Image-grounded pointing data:
# # # # # # #
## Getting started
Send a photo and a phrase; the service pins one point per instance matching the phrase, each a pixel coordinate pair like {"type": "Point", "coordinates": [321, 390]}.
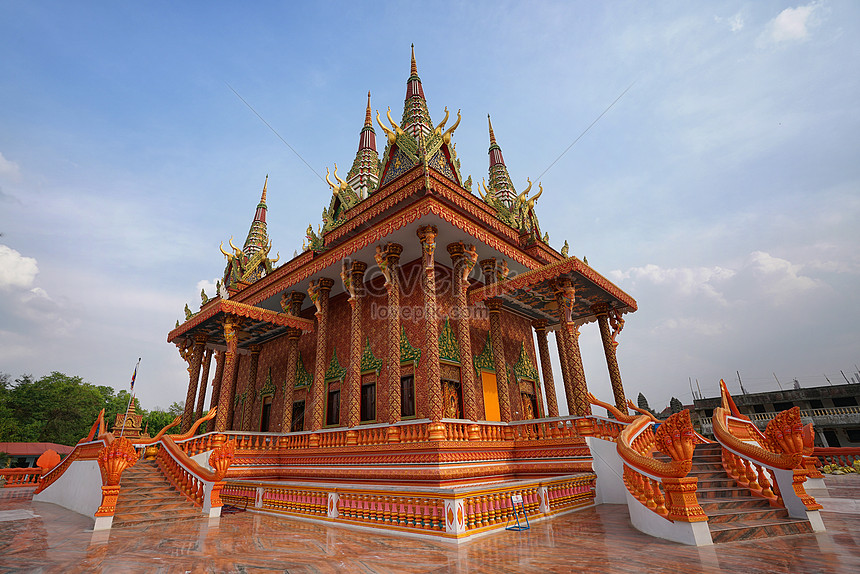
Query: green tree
{"type": "Point", "coordinates": [56, 408]}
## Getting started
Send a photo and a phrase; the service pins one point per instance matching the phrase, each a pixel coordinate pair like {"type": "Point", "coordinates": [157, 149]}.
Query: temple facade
{"type": "Point", "coordinates": [415, 298]}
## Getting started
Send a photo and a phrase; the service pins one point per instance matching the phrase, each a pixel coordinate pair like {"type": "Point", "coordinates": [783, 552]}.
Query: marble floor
{"type": "Point", "coordinates": [42, 537]}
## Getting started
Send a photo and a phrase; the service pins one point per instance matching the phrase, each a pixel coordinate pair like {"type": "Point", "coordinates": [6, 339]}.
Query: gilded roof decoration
{"type": "Point", "coordinates": [334, 371]}
{"type": "Point", "coordinates": [484, 361]}
{"type": "Point", "coordinates": [449, 348]}
{"type": "Point", "coordinates": [408, 353]}
{"type": "Point", "coordinates": [524, 368]}
{"type": "Point", "coordinates": [369, 362]}
{"type": "Point", "coordinates": [268, 387]}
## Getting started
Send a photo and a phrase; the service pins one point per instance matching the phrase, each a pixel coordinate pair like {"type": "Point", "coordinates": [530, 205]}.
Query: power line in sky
{"type": "Point", "coordinates": [292, 149]}
{"type": "Point", "coordinates": [579, 137]}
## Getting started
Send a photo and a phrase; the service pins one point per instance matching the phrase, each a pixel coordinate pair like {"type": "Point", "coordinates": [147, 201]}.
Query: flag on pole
{"type": "Point", "coordinates": [134, 375]}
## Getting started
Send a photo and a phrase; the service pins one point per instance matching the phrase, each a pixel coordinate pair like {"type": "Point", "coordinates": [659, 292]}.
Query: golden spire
{"type": "Point", "coordinates": [263, 198]}
{"type": "Point", "coordinates": [492, 135]}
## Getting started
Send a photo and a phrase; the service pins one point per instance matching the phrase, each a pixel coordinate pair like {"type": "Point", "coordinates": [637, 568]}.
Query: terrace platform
{"type": "Point", "coordinates": [47, 538]}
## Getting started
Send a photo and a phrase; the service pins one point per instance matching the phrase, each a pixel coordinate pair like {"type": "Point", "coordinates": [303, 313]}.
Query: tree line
{"type": "Point", "coordinates": [61, 409]}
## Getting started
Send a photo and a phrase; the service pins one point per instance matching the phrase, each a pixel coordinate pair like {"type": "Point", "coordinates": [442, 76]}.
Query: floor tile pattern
{"type": "Point", "coordinates": [597, 539]}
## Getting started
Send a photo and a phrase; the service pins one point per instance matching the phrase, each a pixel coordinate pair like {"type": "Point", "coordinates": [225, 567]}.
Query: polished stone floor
{"type": "Point", "coordinates": [42, 537]}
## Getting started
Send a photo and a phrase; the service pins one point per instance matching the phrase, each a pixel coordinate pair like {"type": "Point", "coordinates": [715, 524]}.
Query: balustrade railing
{"type": "Point", "coordinates": [662, 487]}
{"type": "Point", "coordinates": [760, 462]}
{"type": "Point", "coordinates": [842, 456]}
{"type": "Point", "coordinates": [15, 477]}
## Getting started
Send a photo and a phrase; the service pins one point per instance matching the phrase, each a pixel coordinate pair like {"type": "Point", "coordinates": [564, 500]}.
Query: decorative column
{"type": "Point", "coordinates": [575, 388]}
{"type": "Point", "coordinates": [250, 388]}
{"type": "Point", "coordinates": [388, 260]}
{"type": "Point", "coordinates": [546, 368]}
{"type": "Point", "coordinates": [495, 306]}
{"type": "Point", "coordinates": [318, 291]}
{"type": "Point", "coordinates": [204, 382]}
{"type": "Point", "coordinates": [427, 236]}
{"type": "Point", "coordinates": [464, 259]}
{"type": "Point", "coordinates": [352, 276]}
{"type": "Point", "coordinates": [567, 379]}
{"type": "Point", "coordinates": [193, 377]}
{"type": "Point", "coordinates": [291, 305]}
{"type": "Point", "coordinates": [605, 317]}
{"type": "Point", "coordinates": [216, 382]}
{"type": "Point", "coordinates": [231, 357]}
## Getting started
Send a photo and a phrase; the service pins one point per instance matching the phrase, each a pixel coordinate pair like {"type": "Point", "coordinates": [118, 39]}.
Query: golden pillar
{"type": "Point", "coordinates": [250, 388]}
{"type": "Point", "coordinates": [463, 259]}
{"type": "Point", "coordinates": [292, 305]}
{"type": "Point", "coordinates": [353, 281]}
{"type": "Point", "coordinates": [388, 260]}
{"type": "Point", "coordinates": [216, 382]}
{"type": "Point", "coordinates": [318, 291]}
{"type": "Point", "coordinates": [204, 382]}
{"type": "Point", "coordinates": [432, 384]}
{"type": "Point", "coordinates": [231, 358]}
{"type": "Point", "coordinates": [575, 387]}
{"type": "Point", "coordinates": [495, 306]}
{"type": "Point", "coordinates": [604, 318]}
{"type": "Point", "coordinates": [193, 377]}
{"type": "Point", "coordinates": [546, 368]}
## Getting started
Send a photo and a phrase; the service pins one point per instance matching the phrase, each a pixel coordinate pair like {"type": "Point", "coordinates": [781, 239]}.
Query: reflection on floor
{"type": "Point", "coordinates": [45, 537]}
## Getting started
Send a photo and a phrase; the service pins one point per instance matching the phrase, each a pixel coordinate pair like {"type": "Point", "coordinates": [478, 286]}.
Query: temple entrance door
{"type": "Point", "coordinates": [491, 397]}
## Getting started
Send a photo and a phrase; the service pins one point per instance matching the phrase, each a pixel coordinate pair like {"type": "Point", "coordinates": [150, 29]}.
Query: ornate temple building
{"type": "Point", "coordinates": [387, 377]}
{"type": "Point", "coordinates": [416, 298]}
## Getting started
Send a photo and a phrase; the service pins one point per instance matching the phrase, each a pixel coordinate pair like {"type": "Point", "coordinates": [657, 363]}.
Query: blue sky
{"type": "Point", "coordinates": [722, 191]}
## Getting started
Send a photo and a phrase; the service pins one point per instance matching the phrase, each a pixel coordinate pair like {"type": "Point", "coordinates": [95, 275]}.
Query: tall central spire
{"type": "Point", "coordinates": [500, 180]}
{"type": "Point", "coordinates": [416, 117]}
{"type": "Point", "coordinates": [258, 237]}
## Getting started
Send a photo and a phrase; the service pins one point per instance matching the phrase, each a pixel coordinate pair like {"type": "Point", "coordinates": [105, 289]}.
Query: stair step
{"type": "Point", "coordinates": [765, 528]}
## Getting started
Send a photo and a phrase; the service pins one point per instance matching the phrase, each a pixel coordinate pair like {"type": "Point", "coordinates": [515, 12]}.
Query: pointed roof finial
{"type": "Point", "coordinates": [265, 183]}
{"type": "Point", "coordinates": [492, 135]}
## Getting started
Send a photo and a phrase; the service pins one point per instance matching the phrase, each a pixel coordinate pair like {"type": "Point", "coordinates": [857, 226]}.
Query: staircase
{"type": "Point", "coordinates": [147, 498]}
{"type": "Point", "coordinates": [733, 512]}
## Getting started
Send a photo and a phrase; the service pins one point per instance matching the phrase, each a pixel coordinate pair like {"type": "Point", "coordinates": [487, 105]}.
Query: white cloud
{"type": "Point", "coordinates": [8, 168]}
{"type": "Point", "coordinates": [791, 24]}
{"type": "Point", "coordinates": [735, 23]}
{"type": "Point", "coordinates": [686, 281]}
{"type": "Point", "coordinates": [16, 271]}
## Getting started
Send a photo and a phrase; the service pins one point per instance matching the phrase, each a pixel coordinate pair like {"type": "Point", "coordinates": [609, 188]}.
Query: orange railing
{"type": "Point", "coordinates": [760, 461]}
{"type": "Point", "coordinates": [21, 476]}
{"type": "Point", "coordinates": [662, 487]}
{"type": "Point", "coordinates": [843, 456]}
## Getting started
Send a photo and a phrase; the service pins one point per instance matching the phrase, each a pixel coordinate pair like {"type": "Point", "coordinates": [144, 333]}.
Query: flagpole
{"type": "Point", "coordinates": [131, 398]}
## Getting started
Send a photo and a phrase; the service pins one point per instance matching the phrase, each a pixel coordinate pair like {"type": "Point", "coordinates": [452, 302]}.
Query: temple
{"type": "Point", "coordinates": [387, 376]}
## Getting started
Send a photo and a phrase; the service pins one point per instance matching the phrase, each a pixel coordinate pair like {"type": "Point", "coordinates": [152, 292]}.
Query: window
{"type": "Point", "coordinates": [368, 402]}
{"type": "Point", "coordinates": [265, 416]}
{"type": "Point", "coordinates": [333, 408]}
{"type": "Point", "coordinates": [844, 402]}
{"type": "Point", "coordinates": [298, 422]}
{"type": "Point", "coordinates": [407, 396]}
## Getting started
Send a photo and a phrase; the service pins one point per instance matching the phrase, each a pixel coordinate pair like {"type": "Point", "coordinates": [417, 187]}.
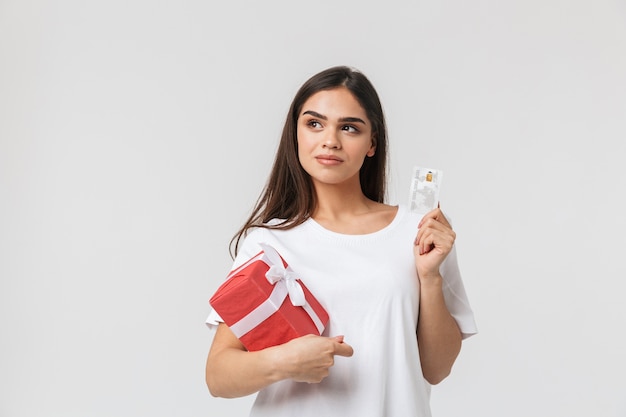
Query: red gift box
# # # # # # #
WHAT IS EXPECTED:
Only the lines from the one that holds "Query: window" through the end of the records above should be printed again, exactly as they are. Leave out the pictures.

RESULT:
Query: window
{"type": "Point", "coordinates": [368, 402]}
{"type": "Point", "coordinates": [265, 416]}
{"type": "Point", "coordinates": [333, 408]}
{"type": "Point", "coordinates": [844, 402]}
{"type": "Point", "coordinates": [298, 422]}
{"type": "Point", "coordinates": [407, 396]}
## Getting started
Send a photo and a phrase; the service pins one point per instance matching the phrase, each a pixel coordinate pair like {"type": "Point", "coordinates": [417, 187]}.
Query: red gift box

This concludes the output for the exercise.